> _Written instruction_: Reproduce the forum thread on buying model railroading supplies word for word, from its title line to its final line.

# Where do you get supplies?



## GNfan (Jun 3, 2016)

Ok, now that I've "introduced myself", I'm going to ask the question I joined this forum to ask. 25 years ago I had a local hobby shop specializing in model railroading that had almost anything I needed. Today, as far as I can tell, I have a Hobbytown USA (that I've been to 3 or four times now) and a shop I've never gotten to because of their "bankers hours" and whose website shows nothing in n-scale. I found these two from the "Find A Dealer" page on Walther's website. Where do other people buy the things they need for this hobby? Except for a caboose I bought from Bachmann's online store and what I got from Hobbyland USA, everything on my layout has come from Amazon.com. My attempt to place an order with Con-Cor ended in frustration. Any suggestions?


----------



## powersteamguy1790 (Mar 26, 2012)

> _Extracted data_:

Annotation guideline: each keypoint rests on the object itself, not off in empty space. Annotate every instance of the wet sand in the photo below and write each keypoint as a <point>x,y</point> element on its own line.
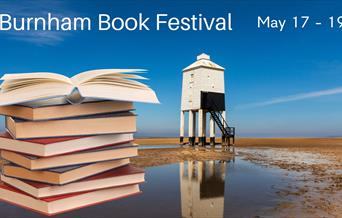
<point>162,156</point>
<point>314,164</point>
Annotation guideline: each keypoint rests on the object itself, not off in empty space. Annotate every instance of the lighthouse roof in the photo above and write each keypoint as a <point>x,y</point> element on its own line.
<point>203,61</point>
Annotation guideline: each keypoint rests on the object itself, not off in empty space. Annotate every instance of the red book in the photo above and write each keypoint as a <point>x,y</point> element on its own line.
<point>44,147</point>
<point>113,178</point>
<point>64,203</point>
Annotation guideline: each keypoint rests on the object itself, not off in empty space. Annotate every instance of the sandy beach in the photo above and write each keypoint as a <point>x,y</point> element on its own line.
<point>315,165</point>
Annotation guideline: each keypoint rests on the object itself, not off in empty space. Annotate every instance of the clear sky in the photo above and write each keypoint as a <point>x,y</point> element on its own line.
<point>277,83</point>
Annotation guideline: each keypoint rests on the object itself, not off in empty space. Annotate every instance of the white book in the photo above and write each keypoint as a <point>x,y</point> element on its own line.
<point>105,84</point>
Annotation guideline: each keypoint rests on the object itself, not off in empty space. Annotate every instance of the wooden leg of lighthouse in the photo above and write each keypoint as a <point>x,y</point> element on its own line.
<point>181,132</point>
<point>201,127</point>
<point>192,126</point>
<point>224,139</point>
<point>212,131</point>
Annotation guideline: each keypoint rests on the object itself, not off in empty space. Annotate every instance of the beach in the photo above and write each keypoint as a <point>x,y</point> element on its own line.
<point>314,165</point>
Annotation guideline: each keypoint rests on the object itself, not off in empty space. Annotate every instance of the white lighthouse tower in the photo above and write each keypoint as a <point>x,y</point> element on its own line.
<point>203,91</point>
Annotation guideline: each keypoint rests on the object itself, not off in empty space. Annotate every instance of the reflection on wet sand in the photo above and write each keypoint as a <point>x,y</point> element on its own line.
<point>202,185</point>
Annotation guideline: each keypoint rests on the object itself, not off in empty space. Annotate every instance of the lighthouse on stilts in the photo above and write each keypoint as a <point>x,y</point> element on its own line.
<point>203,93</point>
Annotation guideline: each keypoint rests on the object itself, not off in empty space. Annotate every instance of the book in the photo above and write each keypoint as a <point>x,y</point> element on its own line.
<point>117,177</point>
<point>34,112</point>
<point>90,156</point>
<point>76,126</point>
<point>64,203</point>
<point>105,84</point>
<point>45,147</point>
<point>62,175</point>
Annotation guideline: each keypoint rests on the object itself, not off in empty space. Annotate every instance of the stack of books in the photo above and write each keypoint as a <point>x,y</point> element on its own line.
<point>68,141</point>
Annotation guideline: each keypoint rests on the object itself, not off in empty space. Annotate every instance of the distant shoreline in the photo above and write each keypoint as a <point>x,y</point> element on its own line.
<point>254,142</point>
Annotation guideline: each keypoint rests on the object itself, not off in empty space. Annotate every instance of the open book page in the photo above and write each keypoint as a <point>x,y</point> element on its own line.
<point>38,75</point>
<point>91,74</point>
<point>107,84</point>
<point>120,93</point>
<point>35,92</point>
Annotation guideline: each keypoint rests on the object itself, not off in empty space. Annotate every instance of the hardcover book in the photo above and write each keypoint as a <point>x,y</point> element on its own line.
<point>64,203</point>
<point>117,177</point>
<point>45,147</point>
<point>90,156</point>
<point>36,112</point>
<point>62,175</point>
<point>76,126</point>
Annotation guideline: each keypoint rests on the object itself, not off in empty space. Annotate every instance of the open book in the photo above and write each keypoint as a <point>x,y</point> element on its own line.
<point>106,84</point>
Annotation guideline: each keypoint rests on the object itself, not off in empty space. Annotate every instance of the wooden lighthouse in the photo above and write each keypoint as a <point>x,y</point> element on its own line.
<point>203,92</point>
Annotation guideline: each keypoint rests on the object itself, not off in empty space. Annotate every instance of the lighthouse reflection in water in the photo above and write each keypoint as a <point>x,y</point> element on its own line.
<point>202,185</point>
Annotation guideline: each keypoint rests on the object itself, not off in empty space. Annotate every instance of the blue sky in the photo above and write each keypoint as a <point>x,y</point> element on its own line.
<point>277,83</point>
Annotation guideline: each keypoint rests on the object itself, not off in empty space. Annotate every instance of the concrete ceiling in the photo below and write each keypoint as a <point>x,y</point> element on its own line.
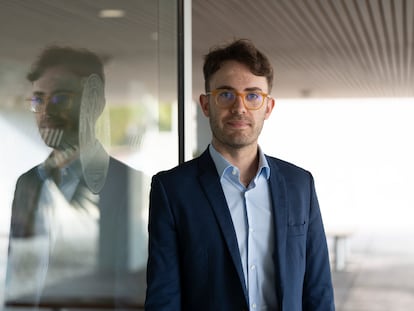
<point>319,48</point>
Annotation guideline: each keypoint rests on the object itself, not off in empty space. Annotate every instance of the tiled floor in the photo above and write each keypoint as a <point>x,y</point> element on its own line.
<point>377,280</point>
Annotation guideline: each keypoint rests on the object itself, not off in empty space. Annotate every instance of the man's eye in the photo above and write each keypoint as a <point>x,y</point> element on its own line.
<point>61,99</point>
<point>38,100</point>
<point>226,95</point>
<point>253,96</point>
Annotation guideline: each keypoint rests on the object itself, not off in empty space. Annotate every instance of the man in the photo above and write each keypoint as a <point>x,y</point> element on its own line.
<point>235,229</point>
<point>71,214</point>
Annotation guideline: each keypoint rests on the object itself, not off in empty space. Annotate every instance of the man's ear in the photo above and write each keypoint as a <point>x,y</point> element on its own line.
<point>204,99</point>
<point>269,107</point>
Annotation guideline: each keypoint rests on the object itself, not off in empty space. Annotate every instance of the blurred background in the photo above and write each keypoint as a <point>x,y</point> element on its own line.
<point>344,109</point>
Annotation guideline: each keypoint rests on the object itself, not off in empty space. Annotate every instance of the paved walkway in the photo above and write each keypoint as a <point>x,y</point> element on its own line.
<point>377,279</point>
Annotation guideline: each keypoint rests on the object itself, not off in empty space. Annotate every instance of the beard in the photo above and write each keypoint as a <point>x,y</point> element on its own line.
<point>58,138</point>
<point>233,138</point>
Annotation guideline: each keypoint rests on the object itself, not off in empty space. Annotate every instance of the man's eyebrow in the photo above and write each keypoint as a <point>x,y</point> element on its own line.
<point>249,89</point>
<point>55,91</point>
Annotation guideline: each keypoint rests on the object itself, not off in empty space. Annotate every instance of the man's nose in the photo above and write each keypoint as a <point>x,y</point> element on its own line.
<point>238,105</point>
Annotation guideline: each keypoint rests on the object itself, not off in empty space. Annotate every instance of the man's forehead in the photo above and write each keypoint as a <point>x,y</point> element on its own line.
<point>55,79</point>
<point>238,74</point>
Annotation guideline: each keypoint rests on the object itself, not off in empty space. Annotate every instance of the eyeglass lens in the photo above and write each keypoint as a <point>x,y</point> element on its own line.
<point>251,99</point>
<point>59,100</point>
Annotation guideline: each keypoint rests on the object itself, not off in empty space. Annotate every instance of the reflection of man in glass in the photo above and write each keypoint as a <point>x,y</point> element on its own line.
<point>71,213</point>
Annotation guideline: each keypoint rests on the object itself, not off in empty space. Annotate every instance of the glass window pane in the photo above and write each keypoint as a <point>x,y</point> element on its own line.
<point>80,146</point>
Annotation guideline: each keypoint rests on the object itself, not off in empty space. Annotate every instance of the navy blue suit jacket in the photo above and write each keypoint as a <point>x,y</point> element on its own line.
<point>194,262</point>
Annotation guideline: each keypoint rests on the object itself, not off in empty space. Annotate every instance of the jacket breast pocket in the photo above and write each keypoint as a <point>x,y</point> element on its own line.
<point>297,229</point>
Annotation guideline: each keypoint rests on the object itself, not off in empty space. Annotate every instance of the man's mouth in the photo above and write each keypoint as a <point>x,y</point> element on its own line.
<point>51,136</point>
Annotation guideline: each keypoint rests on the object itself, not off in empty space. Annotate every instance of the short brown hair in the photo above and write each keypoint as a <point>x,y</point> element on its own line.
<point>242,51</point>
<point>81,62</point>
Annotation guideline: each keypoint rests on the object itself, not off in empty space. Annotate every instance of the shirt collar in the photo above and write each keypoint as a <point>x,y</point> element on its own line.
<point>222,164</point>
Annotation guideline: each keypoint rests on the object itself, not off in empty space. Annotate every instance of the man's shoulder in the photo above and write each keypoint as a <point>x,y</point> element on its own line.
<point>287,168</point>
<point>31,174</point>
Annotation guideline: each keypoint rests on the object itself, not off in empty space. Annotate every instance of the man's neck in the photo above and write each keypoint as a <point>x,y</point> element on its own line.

> _Completed task_:
# Where do you get supplies?



## GNfan (Jun 3, 2016)

Ok, now that I've "introduced myself", I'm going to ask the question I joined this forum to ask. 25 years ago I had a local hobby shop specializing in model railroading that had almost anything I needed. Today, as far as I can tell, I have a Hobbytown USA (that I've been to 3 or four times now) and a shop I've never gotten to because of their "bankers hours" and whose website shows nothing in n-scale. I found these two from the "Find A Dealer" page on Walther's website. Where do other people buy the things they need for this hobby? Except for a caboose I bought from Bachmann's online store and what I got from Hobbyland USA, everything on my layout has come from Amazon.com. My attempt to place an order with Con-Cor ended in frustration. Any suggestions?


----------



## powersteamguy1790 (Mar 26, 2012)